Pharmaceutical Co. on providing Free Medicine Samples to Doctors cannot invoke FBT provisions: Bombay HC [Read Judgment]

Free Medicine Samples - Bombay High Court - Taxscan

The Bombay High Court held that Pharmaceutical Company on providing free medicine samples to doctors cannot invoke Fringe Benefits Tax (FBT)provisions.

Aristo Pharmaceuticals, the respondent is engaged in the business of manufacturing of pharmaceutical products of various types. The assessee filed a return of fringe benefit disclosing the value of fringe benefits to the extent of Rs. 5,41,64,140/-. The initial assessment was concluded by the Assessing Officer accepting the return of fringe benefit value as disclosed by the assessee.

Thereafter, the case was reopened under Section 115WG of the Act. The assessment was reopened on the ground that the distribution of free medicine samples was in the nature of the fringe benefit and therefore, the expenditure incurred by the assessee on the same was includible for the purpose of fringe benefits tax.

Although the assessee contended that the nature of expenditure was not covered within the meaning of sales promotion for the purpose of fringe benefits tax, the Assessing Officer did not accept the said contention of the assessee. Accordingly, the Assessing Officer added a sum of Rs. 4,01,40,143.00 to the value of fringe benefits tax thorough assessment order dated November 22, 2010.

On an appeal by the assessee, the Commissioner of Income Tax(CIT), Mumbai affirmed the decision of Assessing officer in the light of the decision of High Court in Commissioner of Income Tax(CIT) vs Tata Consultancy Services Ltd.

The division bench of Justices Ujjal Bhuyan and Milind Jadhav heard the appeal filed by Commissioner of Income Tax against an order passed by Income Tax Appellate Tribunal(ITAT).

Section 115WA of Income Tax Act elaborates as “Charge of fringe benefits tax”

 (1) In addition to the income-tax charged under this Act, there shall be charged for every assessment year commencing on or after the 1st day of April 2006, additional income-tax (in this Act referred to as fringe benefit tax) in respect of the fringe benefits provided or deemed to have been provided by an employer to his employees during the previous year at the rate of thirty per cent on the value of such fringe benefits.

(2) Notwithstanding that no income-tax is payable by an employer on his total income computed in accordance with the provisions of this Act, the tax on fringe benefits shall be payable by such employer.

While dismissing an appeal filed against an Income Tax Appellate Tribunal(ITAT) Order, the Court held that for levy of fringe benefits tax, the relationship of the employer is the sine qua non and the fringe benefits have to be provided by the employer employees in the course of such relationship.

Dataset records
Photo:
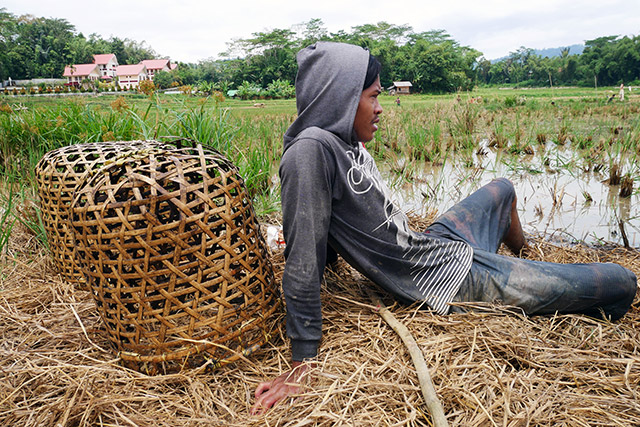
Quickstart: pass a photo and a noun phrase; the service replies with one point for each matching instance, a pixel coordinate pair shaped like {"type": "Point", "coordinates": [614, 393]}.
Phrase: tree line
{"type": "Point", "coordinates": [432, 61]}
{"type": "Point", "coordinates": [36, 47]}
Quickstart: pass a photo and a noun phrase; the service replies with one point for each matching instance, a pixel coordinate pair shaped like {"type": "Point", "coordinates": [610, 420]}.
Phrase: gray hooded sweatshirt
{"type": "Point", "coordinates": [333, 195]}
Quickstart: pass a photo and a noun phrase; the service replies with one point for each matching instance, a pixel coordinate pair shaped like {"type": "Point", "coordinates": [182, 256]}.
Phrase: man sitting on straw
{"type": "Point", "coordinates": [334, 199]}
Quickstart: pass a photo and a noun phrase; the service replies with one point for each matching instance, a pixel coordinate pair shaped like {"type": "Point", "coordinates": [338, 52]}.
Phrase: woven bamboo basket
{"type": "Point", "coordinates": [58, 175]}
{"type": "Point", "coordinates": [173, 254]}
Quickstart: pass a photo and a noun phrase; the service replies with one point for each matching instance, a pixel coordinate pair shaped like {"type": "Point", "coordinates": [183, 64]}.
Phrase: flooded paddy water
{"type": "Point", "coordinates": [557, 197]}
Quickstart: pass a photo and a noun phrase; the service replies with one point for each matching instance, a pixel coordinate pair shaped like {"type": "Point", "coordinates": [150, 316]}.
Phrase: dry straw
{"type": "Point", "coordinates": [58, 174]}
{"type": "Point", "coordinates": [173, 254]}
{"type": "Point", "coordinates": [492, 367]}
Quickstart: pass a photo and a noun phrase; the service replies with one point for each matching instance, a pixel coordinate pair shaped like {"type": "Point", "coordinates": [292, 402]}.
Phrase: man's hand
{"type": "Point", "coordinates": [287, 384]}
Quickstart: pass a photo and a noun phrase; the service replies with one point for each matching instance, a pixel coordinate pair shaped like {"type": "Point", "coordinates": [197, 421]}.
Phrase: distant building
{"type": "Point", "coordinates": [75, 74]}
{"type": "Point", "coordinates": [400, 88]}
{"type": "Point", "coordinates": [155, 65]}
{"type": "Point", "coordinates": [105, 67]}
{"type": "Point", "coordinates": [107, 64]}
{"type": "Point", "coordinates": [130, 76]}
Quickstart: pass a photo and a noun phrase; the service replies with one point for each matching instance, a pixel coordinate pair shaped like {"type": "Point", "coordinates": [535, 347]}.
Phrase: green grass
{"type": "Point", "coordinates": [568, 128]}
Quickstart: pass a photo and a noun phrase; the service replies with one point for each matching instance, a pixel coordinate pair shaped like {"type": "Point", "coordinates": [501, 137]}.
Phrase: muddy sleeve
{"type": "Point", "coordinates": [305, 173]}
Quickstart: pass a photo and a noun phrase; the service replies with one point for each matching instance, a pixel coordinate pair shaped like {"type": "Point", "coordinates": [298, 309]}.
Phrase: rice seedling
{"type": "Point", "coordinates": [626, 186]}
{"type": "Point", "coordinates": [614, 174]}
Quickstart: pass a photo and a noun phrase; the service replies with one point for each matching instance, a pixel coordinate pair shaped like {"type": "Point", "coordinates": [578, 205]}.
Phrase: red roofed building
{"type": "Point", "coordinates": [75, 74]}
{"type": "Point", "coordinates": [155, 65]}
{"type": "Point", "coordinates": [130, 76]}
{"type": "Point", "coordinates": [107, 64]}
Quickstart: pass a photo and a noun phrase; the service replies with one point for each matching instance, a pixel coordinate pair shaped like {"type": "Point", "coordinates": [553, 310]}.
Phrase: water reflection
{"type": "Point", "coordinates": [556, 196]}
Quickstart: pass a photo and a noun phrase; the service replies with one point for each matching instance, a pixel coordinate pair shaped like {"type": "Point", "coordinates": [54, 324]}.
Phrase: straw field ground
{"type": "Point", "coordinates": [492, 366]}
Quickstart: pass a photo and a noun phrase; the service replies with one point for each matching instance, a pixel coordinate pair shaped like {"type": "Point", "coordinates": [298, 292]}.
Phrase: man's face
{"type": "Point", "coordinates": [365, 123]}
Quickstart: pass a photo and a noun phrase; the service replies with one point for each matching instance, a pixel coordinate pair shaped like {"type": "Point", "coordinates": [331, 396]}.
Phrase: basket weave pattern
{"type": "Point", "coordinates": [173, 254]}
{"type": "Point", "coordinates": [58, 175]}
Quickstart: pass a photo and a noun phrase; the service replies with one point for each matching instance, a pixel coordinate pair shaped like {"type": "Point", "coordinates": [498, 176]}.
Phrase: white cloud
{"type": "Point", "coordinates": [190, 30]}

Your instructions:
Duplicate the passage from the court ruling on free medicine samples word for word, starting at "On an appeal" and ending at "Tax Appellate Tribunal(ITAT).". The data is independent material, unrelated to the court ruling above.

Answer space:
On an appeal by the assessee, the Commissioner of Income Tax(CIT), Mumbai affirmed the decision of Assessing officer in the light of the decision of High Court in Commissioner of Income Tax(CIT) vs Tata Consultancy Services Ltd.

The division bench of Justices Ujjal Bhuyan and Milind Jadhav heard the appeal filed by Commissioner of Income Tax against an order passed by Income Tax Appellate Tribunal(ITAT).